• _Çalışma Talimatları_:
1. Makaleye göre aşağıdaki soruları yanıtlayın:
(a) İş kuranlar müşteri adaylarının ayağına gitmek yerine neyi beklerler?
(b) Bu davranışın nedeni neden kaynaklanmaktadır?
(c) Apartman kapılarına asılan yazılarda kimlerin giremeyeceği belirtilir?
2. Makaledeki "Fikrini veya malını satmaya çalışan insanlara kuşkuyla bakarız." cümlesini İngilizceye çevirin.
3. Makalede "İş kuranların aklında" ifadesinden "sorunumuz var." ifadesine kadar uzanan bölümü kelimesi kelimesine aktarın.
===== Makale =====
İş kuranların aklında bir ön yargı vardır. Müşteri
adaylarının ayağına gitmektense müşterinin kendilerine ulaşmalarını beklerler,
yeğlerler. İşe yani başlayan satıcıların en büyük korkusu da çoğundan red
cevabı alacağını bile bile müşteri adaylarını ziyaret etmektir. Bunun nedeni
aile ve toplumsal kültürümüzden kaynaklanmaktadır. Bizler ısrarcı insanları
sevmeyiz. Fikrini veya malını satmaya çalışan insanlara kuşkuyla bakarız. “Satıcı
herif” diye aşağılama cümleleri kura kura, apartman kapılarımıza astığımız
“satıcılar ve pazarlamacılar” giremez yazılarımızla içimizdeki girişken
satıcıyı öldürmüşüzdür. “İsteyenin bir yüzü kara vermeyenin iki yüzü” gibi iş
adamlarımıza (ve satıcılarımıza) örnek olacak atasözlerimiz de mevcuttur ama
ona rağmen yeni iş kuranların satış ve pazarlamada çekingen olduklarını ve bu
yüzden kaybettiklerini görüyorum. Çok ciddi bir şekilde “yırtık” olamama
sorunumuz var.
===== Döküm =====
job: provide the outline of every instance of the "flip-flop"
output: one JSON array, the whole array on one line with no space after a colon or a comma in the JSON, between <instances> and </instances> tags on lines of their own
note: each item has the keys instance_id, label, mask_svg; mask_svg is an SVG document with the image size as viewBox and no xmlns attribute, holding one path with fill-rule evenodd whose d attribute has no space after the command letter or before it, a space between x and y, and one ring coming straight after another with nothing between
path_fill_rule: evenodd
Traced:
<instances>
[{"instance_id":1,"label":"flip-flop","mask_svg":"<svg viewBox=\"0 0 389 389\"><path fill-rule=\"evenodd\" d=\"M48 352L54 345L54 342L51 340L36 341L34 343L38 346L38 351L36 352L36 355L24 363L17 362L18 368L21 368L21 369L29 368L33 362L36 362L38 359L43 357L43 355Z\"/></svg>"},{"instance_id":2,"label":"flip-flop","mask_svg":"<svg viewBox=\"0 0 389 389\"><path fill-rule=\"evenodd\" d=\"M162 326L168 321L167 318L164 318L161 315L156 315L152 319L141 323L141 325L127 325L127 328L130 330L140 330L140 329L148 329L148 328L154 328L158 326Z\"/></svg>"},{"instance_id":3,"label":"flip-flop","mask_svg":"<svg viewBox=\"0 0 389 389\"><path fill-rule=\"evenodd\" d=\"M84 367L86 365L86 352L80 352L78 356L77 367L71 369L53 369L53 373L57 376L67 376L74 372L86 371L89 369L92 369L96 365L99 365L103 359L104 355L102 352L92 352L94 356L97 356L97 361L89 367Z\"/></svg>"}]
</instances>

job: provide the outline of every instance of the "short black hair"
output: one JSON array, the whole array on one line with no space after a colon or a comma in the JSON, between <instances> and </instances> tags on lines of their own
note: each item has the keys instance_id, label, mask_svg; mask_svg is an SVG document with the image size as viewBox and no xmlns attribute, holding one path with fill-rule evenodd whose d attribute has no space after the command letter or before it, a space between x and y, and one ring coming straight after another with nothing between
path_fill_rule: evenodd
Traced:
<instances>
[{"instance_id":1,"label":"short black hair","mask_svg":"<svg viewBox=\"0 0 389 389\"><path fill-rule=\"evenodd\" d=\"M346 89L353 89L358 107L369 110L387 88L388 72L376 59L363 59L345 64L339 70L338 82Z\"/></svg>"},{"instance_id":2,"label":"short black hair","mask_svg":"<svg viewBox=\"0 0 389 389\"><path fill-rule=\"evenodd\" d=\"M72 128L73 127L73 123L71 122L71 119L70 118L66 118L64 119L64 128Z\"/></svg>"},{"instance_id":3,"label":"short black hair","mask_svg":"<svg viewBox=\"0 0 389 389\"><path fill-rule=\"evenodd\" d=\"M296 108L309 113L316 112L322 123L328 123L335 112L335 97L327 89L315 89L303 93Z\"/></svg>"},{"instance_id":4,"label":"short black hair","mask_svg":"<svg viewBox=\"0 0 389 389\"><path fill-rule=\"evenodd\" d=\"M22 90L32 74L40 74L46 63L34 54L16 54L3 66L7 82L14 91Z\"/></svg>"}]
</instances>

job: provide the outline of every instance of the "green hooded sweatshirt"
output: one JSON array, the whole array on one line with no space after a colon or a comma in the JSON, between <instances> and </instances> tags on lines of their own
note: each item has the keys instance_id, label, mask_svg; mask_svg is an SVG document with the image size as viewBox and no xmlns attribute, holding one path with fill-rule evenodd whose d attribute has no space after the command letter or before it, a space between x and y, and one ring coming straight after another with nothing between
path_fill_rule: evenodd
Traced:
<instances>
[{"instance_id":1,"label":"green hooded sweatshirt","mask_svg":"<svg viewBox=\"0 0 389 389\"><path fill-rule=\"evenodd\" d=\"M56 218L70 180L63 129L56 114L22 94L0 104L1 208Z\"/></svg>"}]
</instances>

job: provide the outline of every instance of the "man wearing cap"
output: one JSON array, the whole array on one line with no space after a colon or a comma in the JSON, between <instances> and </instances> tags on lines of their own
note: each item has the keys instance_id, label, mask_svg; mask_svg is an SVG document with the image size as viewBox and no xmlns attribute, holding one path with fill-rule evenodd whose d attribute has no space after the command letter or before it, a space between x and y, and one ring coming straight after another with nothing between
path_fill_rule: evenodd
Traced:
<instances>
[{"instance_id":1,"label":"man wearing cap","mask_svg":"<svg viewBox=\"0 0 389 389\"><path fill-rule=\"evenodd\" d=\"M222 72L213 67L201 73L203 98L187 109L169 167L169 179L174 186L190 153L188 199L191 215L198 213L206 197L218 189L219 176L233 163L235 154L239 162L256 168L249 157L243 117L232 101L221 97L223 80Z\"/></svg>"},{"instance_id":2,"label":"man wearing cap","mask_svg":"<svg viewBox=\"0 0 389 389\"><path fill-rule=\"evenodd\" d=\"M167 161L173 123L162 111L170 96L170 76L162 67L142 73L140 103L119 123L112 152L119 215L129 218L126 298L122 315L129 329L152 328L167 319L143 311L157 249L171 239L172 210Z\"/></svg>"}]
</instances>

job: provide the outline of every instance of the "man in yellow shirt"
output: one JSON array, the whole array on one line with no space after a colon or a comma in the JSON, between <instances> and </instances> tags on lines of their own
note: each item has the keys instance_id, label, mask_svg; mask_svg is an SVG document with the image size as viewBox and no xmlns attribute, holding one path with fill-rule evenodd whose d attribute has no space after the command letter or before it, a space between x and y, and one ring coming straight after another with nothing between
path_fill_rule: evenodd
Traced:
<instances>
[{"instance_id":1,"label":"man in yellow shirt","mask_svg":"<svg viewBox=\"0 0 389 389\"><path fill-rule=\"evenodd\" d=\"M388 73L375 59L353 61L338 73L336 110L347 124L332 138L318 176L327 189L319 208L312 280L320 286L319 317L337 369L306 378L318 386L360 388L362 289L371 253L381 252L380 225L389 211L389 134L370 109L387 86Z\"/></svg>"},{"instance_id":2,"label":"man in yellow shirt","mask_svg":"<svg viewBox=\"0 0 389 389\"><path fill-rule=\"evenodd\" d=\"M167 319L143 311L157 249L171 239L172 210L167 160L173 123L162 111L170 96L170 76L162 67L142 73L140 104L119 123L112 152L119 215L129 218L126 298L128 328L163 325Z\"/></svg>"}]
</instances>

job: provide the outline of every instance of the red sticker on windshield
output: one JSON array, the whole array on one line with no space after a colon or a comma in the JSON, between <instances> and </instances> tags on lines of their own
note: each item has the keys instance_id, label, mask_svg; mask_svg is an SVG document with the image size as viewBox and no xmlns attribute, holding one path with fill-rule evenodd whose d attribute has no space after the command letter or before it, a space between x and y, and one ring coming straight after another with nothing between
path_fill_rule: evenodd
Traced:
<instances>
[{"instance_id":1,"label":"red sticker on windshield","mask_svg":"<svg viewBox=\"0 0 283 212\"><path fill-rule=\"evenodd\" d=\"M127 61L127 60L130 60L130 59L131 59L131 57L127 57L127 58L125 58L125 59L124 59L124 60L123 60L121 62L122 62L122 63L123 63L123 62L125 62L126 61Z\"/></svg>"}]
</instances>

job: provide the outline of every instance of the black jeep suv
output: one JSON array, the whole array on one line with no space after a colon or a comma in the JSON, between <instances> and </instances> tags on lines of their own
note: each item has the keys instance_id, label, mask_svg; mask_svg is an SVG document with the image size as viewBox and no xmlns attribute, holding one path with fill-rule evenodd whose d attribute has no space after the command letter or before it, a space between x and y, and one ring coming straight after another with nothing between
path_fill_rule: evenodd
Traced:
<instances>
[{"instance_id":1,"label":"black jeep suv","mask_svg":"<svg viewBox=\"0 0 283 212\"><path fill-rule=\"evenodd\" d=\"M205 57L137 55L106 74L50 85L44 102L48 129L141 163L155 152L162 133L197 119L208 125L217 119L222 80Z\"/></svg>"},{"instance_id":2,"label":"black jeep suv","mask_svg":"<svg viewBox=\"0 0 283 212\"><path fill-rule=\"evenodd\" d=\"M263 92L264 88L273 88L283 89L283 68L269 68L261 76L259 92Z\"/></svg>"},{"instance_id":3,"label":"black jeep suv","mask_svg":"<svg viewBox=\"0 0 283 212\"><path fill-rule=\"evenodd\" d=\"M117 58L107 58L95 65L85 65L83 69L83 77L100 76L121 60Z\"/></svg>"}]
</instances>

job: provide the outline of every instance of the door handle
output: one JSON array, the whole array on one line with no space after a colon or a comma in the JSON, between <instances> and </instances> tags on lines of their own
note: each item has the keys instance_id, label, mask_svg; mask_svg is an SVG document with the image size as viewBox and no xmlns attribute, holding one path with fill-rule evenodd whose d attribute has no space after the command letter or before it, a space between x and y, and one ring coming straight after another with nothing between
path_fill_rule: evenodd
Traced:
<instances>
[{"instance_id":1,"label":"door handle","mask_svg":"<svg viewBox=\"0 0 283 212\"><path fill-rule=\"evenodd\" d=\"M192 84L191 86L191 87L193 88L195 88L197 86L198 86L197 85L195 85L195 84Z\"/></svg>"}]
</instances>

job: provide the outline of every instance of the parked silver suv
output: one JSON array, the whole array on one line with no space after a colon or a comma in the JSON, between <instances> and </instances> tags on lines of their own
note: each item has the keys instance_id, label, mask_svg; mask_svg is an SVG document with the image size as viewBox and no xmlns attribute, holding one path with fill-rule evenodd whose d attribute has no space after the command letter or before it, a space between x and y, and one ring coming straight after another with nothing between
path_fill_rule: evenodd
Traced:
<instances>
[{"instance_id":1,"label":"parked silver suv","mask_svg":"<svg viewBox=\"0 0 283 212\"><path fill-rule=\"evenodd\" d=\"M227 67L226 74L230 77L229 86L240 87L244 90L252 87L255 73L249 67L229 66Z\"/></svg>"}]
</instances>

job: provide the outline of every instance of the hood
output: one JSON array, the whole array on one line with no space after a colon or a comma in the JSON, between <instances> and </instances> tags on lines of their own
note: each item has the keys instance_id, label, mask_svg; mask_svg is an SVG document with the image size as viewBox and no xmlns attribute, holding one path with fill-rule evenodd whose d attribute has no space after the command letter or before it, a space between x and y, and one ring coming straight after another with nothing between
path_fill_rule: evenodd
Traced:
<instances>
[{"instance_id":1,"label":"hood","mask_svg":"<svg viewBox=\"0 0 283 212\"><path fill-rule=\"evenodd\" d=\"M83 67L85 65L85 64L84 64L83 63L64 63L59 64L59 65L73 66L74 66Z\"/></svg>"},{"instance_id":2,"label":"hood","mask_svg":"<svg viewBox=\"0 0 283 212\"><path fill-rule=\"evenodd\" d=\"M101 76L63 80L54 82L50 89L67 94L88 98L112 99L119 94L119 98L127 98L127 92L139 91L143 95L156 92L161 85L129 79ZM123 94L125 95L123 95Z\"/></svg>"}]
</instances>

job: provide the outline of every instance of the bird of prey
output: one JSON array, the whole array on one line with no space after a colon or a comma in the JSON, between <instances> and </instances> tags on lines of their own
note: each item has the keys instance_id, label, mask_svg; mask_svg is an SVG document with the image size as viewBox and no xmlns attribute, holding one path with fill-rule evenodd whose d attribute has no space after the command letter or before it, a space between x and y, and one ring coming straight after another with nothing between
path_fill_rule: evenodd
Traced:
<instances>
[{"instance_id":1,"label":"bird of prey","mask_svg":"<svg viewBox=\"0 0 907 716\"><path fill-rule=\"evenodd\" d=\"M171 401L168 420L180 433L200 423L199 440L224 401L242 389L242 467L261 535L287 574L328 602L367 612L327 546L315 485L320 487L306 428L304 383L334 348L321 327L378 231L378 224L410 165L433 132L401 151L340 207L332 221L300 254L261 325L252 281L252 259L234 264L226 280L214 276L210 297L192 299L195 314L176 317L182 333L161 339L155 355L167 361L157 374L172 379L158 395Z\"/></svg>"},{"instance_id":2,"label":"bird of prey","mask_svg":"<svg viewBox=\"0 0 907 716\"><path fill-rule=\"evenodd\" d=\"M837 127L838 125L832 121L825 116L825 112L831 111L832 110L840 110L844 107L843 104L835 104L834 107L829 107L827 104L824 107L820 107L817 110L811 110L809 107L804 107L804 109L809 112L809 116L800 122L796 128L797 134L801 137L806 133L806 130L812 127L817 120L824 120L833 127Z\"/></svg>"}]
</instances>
=====
• _Sonuçlar_:
1.
(a) Müşterinin kendilerine ulaşmasını beklerler.
(b) Aile ve toplumsal kültürümüzden kaynaklanmaktadır.
(c) Satıcılar ve pazarlamacılar.

2. We look with suspicion at people who try to sell their ideas or their goods.

3.
İş kuranların aklında bir ön yargı vardır. Müşteri
adaylarının ayağına gitmektense müşterinin kendilerine ulaşmalarını beklerler,
yeğlerler. İşe yani başlayan satıcıların en büyük korkusu da çoğundan red
cevabı alacağını bile bile müşteri adaylarını ziyaret etmektir. Bunun nedeni
aile ve toplumsal kültürümüzden kaynaklanmaktadır. Bizler ısrarcı insanları
sevmeyiz. Fikrini veya malını satmaya çalışan insanlara kuşkuyla bakarız. “Satıcı
herif” diye aşağılama cümleleri kura kura, apartman kapılarımıza astığımız
“satıcılar ve pazarlamacılar” giremez yazılarımızla içimizdeki girişken
satıcıyı öldürmüşüzdür. “İsteyenin bir yüzü kara vermeyenin iki yüzü” gibi iş
adamlarımıza (ve satıcılarımıza) örnek olacak atasözlerimiz de mevcuttur ama
ona rağmen yeni iş kuranların satış ve pazarlamada çekingen olduklarını ve bu
yüzden kaybettiklerini görüyorum. Çok ciddi bir şekilde “yırtık” olamama
sorunumuz var.